[Entries from a pointing dataset]
----
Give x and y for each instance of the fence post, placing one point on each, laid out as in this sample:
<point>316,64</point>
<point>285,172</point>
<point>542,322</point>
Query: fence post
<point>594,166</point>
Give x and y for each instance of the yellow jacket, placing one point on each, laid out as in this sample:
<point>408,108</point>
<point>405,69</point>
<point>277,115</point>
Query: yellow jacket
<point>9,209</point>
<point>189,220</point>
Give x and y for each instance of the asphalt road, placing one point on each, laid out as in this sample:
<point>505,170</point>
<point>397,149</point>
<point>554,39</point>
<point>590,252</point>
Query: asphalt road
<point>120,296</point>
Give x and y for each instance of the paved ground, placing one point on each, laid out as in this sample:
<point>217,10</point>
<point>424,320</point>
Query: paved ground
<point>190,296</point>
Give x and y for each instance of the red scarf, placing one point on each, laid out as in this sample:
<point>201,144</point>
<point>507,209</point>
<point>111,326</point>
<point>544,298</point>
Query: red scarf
----
*Work to complete*. Arrange every line of the entries above as a numbered list, dropping any blank lines.

*Output of the exercise*.
1. Give x and y for each instance of the fence post, placing one point on each, laid out as in this sample:
2. <point>316,64</point>
3. <point>285,172</point>
4. <point>542,322</point>
5. Query: fence post
6. <point>594,166</point>
7. Give x and y for each instance of the yellow jacket, placing one point on each, laid out as in this sample:
8. <point>408,108</point>
9. <point>405,69</point>
10. <point>277,115</point>
11. Query: yellow jacket
12. <point>9,209</point>
13. <point>189,220</point>
14. Give x and y for each instance of the asphalt road, placing one point on each, laid out as in this sample:
15. <point>505,170</point>
16. <point>397,149</point>
17. <point>554,39</point>
18. <point>590,252</point>
19. Query: asphalt road
20. <point>120,296</point>
21. Give x and y for each instance of the paved ground, placing one point on each, laid out as in this sample:
22. <point>217,10</point>
23. <point>424,320</point>
24. Query: paved ground
25. <point>190,296</point>
26. Give x and y for each instance of the red scarf, placing one point on each, laid out as in this sample:
27. <point>201,144</point>
28. <point>507,209</point>
29. <point>111,326</point>
30. <point>544,298</point>
31. Query: red scarf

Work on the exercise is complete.